▶ **Action item**
Nothing but the lines holding the string "mask" should appear in the answer. Copy them from the entries.

(Collected data entries)
##############################
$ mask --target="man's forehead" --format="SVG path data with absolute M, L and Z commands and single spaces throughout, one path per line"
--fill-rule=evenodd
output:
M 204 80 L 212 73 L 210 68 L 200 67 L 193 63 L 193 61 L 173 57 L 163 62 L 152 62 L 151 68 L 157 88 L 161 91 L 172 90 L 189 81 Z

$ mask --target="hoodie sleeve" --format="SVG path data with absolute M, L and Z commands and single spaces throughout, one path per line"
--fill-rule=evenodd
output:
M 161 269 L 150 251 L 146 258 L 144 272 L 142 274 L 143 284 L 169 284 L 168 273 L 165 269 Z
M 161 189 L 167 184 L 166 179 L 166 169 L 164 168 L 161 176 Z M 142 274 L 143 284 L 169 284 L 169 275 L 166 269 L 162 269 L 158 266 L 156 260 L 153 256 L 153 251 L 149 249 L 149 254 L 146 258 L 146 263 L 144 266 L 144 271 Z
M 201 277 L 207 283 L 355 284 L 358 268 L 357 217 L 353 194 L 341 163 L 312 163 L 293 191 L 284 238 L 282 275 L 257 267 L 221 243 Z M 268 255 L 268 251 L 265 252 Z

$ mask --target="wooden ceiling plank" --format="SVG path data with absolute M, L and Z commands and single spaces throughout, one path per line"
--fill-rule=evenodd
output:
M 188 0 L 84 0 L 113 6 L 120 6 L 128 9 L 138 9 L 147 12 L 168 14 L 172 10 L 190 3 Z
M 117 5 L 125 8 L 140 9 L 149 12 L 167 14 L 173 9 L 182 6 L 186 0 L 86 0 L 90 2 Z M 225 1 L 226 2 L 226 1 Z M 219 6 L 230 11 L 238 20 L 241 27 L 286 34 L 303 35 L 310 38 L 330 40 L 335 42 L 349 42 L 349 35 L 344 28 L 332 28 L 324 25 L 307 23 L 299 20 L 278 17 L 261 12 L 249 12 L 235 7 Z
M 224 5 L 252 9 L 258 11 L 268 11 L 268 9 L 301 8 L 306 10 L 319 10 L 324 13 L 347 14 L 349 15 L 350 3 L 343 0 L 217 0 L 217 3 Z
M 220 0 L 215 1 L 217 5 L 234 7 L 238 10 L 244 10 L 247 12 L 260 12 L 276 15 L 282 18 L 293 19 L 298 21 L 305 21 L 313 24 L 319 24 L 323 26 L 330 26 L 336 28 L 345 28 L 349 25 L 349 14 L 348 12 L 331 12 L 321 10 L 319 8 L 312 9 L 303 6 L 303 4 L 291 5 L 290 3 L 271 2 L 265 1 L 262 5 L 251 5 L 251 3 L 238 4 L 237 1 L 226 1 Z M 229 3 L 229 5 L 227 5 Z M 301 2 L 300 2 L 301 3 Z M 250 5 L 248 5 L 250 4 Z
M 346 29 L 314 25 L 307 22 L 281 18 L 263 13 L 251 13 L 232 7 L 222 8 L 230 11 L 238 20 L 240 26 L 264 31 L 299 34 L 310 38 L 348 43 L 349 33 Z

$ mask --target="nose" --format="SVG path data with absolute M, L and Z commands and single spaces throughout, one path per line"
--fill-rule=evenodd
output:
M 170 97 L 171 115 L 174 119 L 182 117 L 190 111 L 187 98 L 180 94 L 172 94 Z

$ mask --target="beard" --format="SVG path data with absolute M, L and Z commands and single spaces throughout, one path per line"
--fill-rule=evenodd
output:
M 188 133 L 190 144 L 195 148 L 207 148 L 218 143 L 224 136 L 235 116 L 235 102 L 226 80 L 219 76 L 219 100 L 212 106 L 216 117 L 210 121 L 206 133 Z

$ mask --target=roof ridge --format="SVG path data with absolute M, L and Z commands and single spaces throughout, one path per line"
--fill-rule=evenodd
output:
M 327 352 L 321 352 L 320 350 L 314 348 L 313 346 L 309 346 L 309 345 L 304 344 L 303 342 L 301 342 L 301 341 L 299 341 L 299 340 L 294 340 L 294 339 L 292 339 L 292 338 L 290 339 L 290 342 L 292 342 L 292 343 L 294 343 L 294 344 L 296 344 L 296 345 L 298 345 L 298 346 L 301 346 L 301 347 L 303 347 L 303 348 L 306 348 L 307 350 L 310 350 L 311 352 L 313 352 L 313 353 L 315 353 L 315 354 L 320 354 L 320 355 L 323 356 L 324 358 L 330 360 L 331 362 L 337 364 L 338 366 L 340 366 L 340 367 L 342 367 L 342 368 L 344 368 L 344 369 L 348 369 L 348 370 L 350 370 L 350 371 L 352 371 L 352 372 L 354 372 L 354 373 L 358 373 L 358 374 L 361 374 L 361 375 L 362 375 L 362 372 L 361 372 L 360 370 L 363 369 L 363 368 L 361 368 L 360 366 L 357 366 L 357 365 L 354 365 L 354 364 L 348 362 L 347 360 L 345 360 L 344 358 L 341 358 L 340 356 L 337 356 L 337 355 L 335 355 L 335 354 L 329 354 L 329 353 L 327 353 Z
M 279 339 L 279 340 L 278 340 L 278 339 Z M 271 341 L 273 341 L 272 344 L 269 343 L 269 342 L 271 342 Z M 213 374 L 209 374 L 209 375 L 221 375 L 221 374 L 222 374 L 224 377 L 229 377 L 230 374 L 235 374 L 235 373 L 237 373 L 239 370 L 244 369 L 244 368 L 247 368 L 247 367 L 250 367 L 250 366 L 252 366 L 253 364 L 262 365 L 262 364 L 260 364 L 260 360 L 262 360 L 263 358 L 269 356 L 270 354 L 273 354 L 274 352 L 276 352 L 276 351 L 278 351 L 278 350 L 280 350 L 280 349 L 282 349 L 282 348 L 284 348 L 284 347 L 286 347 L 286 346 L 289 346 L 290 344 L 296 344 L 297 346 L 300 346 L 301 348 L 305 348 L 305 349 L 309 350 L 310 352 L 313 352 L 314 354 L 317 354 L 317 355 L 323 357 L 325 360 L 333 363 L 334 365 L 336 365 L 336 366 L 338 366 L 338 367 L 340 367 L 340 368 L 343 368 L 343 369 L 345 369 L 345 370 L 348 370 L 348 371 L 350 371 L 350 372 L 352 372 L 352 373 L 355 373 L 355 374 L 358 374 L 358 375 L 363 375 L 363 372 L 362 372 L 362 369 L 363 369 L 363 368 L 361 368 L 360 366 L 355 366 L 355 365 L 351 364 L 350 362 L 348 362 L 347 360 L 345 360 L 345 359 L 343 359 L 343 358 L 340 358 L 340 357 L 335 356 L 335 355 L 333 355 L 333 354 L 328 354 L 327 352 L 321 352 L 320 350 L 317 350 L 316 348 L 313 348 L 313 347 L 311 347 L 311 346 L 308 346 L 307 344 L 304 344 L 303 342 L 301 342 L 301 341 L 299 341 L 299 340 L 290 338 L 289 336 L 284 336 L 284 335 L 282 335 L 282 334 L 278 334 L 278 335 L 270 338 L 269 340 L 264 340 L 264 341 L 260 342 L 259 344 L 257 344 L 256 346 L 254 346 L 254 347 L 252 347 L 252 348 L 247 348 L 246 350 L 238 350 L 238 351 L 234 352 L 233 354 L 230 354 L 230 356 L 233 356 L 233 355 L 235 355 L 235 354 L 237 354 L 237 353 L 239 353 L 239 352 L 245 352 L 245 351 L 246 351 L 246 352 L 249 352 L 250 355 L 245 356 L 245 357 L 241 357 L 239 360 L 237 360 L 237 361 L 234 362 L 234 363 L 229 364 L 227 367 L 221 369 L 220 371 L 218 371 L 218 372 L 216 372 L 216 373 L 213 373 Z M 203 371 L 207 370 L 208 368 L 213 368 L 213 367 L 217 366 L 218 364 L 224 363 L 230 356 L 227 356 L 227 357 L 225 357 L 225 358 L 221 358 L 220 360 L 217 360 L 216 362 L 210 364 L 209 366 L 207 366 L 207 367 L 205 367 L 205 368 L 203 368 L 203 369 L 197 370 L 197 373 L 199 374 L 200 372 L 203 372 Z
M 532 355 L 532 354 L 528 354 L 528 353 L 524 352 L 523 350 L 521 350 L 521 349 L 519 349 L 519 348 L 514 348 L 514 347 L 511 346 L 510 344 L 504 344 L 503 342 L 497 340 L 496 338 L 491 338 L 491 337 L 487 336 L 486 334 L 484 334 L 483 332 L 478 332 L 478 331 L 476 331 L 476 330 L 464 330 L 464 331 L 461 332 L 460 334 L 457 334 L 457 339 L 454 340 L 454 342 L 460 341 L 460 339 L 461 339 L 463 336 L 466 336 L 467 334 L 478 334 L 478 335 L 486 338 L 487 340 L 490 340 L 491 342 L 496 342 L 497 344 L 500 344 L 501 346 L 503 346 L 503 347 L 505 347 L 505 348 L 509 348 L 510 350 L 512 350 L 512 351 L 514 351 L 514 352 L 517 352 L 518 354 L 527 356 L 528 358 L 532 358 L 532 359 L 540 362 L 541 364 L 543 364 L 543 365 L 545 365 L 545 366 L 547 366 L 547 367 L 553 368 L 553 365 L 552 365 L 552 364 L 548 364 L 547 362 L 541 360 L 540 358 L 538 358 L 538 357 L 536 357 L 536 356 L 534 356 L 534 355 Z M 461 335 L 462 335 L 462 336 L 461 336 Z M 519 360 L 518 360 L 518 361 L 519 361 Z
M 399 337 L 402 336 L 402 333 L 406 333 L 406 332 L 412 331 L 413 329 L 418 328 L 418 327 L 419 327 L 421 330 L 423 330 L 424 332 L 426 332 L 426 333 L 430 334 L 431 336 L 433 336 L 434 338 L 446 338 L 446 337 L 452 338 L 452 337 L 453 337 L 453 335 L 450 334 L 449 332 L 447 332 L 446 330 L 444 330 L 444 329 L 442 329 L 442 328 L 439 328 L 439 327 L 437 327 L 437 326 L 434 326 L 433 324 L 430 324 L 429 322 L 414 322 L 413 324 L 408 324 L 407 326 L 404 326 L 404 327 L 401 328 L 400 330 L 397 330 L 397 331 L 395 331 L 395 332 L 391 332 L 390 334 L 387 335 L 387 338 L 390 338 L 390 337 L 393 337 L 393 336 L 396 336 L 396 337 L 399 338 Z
##############################
▶ **Answer for the task**
$ mask --target="man's forehead" --format="SVG path data with absolute M, L and Z commands and single spaces throughout, one path per line"
$ mask --target="hoodie sleeve" --format="SVG path data with absolute M, L and Z commands and single spaces throughout, one path per line"
$ mask --target="wooden ceiling plank" --format="SVG path data with absolute M, L and Z commands and single spaces throughout, one path per line"
$ mask --target="nose" --format="SVG path data with absolute M, L and Z commands and single spaces throughout, one path per line"
$ mask --target="beard" --format="SVG path data with absolute M, L and Z commands and single spaces throughout, one path per line"
$ mask --target=roof ridge --format="SVG path data with absolute M, L and Z commands and single spaces throughout, one path per line"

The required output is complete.